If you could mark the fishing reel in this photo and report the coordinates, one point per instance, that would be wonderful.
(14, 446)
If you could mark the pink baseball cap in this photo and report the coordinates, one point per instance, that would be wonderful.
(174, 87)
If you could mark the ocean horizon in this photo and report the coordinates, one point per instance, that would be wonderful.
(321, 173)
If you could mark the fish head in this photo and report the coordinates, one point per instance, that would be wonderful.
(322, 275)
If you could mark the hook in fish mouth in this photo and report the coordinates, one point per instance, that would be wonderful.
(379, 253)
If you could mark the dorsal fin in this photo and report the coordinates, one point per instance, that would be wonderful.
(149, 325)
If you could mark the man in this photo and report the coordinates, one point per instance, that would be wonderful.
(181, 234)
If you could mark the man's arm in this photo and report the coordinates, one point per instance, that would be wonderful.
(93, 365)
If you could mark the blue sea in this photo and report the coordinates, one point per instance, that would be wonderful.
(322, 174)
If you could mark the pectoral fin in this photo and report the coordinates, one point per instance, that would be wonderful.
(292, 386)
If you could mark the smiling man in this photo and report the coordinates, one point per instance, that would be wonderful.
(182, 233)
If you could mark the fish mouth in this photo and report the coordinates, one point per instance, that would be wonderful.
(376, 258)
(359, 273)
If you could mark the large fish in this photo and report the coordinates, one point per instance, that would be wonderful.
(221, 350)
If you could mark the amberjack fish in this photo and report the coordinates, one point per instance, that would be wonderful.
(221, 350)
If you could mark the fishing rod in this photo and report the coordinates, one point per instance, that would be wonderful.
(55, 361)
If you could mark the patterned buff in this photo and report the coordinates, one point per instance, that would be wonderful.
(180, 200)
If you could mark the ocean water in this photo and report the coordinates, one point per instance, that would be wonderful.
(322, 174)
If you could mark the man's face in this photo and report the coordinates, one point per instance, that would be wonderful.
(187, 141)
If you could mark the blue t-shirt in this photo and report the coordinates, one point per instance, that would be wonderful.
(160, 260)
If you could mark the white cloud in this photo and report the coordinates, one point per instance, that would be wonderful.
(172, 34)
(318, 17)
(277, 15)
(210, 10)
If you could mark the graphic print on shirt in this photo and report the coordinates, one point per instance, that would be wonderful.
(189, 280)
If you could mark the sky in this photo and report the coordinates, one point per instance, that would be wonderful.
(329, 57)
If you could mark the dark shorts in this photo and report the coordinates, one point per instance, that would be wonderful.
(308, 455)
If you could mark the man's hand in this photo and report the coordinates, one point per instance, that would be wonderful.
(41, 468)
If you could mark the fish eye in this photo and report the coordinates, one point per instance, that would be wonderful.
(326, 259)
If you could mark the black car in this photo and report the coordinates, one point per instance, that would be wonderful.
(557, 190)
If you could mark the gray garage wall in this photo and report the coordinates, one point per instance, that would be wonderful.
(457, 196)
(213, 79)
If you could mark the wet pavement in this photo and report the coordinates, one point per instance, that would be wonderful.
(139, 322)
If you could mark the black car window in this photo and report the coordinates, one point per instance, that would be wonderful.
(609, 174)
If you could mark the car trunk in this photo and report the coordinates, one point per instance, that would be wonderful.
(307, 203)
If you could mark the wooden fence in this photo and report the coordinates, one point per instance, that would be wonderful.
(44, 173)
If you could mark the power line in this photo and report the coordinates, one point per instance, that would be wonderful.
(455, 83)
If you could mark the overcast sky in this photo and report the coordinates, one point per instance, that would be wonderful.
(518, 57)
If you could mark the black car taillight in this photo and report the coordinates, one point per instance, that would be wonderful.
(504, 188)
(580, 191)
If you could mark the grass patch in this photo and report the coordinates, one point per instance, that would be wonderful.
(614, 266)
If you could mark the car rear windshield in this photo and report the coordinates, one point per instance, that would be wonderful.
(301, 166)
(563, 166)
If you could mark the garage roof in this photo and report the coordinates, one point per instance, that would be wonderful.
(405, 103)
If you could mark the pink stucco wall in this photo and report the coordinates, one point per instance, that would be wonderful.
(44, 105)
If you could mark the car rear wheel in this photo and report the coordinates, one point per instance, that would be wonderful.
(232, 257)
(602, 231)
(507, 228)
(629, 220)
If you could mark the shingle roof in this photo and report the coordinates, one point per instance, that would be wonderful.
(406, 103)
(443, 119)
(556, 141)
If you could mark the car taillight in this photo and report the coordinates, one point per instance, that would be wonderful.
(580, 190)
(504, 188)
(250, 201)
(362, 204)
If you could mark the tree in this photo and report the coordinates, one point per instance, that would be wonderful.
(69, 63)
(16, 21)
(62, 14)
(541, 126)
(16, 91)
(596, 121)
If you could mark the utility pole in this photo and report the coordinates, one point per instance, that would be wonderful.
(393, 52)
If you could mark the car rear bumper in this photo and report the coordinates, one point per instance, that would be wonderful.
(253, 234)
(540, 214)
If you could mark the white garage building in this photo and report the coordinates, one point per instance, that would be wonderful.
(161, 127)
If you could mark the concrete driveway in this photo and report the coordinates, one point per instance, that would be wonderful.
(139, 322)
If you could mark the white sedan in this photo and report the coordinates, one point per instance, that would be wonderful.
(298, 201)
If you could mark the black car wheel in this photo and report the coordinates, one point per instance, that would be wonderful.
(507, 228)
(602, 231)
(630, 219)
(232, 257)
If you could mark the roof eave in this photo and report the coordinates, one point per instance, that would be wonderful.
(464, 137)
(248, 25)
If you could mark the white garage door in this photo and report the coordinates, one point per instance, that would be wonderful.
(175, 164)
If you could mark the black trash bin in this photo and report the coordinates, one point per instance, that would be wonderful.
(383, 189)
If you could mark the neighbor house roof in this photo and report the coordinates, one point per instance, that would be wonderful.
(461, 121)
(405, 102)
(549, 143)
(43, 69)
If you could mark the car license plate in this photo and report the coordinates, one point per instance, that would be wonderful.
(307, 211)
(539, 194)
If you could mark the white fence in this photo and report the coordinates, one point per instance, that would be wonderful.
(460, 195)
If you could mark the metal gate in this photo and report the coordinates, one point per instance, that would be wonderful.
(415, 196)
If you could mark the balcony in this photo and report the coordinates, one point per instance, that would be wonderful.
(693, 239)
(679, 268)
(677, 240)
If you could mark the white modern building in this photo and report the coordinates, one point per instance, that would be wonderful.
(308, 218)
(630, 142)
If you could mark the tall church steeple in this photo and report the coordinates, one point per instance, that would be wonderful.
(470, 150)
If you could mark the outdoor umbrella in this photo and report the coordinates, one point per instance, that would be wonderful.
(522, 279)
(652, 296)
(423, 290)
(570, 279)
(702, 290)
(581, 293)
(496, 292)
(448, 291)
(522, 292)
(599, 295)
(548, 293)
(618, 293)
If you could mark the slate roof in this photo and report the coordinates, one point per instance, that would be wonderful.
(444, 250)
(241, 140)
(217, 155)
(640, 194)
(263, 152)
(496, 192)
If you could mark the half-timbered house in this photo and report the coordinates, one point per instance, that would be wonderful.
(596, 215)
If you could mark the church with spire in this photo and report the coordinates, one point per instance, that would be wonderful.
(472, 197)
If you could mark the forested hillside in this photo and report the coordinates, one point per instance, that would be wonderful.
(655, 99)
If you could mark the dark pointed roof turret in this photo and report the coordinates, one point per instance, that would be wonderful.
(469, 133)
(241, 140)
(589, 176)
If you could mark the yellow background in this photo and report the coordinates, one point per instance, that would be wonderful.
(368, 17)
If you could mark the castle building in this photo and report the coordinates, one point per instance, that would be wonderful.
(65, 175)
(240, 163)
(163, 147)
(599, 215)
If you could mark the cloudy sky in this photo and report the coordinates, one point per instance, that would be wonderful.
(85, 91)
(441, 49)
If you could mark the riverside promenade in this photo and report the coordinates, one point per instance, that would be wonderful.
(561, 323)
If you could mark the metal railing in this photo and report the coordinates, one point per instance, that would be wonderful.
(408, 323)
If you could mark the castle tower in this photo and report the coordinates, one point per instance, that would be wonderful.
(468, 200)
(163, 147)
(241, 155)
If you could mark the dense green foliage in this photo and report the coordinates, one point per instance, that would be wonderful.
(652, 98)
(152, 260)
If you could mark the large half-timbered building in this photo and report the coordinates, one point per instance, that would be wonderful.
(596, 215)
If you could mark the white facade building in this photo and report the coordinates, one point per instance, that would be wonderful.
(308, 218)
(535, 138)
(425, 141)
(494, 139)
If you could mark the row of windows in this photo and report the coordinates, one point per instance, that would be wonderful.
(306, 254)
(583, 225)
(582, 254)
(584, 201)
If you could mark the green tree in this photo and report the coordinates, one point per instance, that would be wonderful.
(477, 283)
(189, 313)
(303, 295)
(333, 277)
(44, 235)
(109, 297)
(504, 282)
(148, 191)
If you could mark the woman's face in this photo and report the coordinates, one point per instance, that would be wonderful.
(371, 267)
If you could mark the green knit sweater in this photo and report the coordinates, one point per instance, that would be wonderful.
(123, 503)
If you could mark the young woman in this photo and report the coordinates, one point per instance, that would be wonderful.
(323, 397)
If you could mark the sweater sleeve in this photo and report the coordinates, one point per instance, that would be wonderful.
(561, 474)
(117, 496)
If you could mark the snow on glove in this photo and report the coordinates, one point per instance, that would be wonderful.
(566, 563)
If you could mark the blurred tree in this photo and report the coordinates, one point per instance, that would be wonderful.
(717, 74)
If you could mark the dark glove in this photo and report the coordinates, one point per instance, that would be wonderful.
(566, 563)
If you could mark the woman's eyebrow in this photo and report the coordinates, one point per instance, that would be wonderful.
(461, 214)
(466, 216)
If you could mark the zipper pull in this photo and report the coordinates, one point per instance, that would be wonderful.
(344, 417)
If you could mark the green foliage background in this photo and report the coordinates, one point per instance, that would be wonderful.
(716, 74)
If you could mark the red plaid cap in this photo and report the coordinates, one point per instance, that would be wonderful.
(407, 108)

--

TRY IT ▸
Include both ends. Return the line holding "If you could mark the dark glove" and all lines after it in the records above, exactly as written.

OUTPUT FOR THIS EXERCISE ▸
If you could mark the dark glove in this photo and report the coordinates, one point per instance, that would be wonderful.
(566, 563)
If you could mark the woman's eyebrow in this photo and report the coordinates, one point per instance, that would be wonderful.
(461, 214)
(466, 216)
If you could mark the zipper pull in this photo and report the coordinates, one point per instance, that would be wonderful.
(344, 417)
If you could mark the green foliage background in this photo and report the coordinates, one point per instance, that would be wonderful.
(716, 74)
If you could mark the red plaid cap in this photo and report the coordinates, one point per instance, that would be wonderful.
(407, 108)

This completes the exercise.